> [Working data]
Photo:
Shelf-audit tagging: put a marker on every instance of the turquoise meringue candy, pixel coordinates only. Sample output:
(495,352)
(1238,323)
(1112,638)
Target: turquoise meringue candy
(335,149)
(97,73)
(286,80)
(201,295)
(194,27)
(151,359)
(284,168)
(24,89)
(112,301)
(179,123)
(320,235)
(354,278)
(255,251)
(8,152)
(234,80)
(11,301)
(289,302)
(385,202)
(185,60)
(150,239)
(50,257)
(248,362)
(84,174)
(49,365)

> [Aim of the exercise] Render every line of the entries above as a JSON list of strings, with one string per line and blank lines left out.

> [The reply]
[
  "Photo:",
  "Shelf-audit tagging: put a marker on every instance of the turquoise meringue candy, pixel coordinates only. Sample output:",
  "(495,352)",
  "(1238,323)",
  "(1112,638)",
  "Target: turquoise meringue candy",
  "(335,149)",
  "(97,73)",
  "(286,80)",
  "(201,295)",
  "(194,27)",
  "(151,359)",
  "(284,168)",
  "(24,89)",
  "(112,301)",
  "(179,123)",
  "(320,235)",
  "(354,278)",
  "(255,251)",
  "(8,152)",
  "(234,80)",
  "(11,301)",
  "(289,302)",
  "(385,202)",
  "(185,60)",
  "(150,239)",
  "(50,257)",
  "(248,362)",
  "(84,174)",
  "(49,365)"
]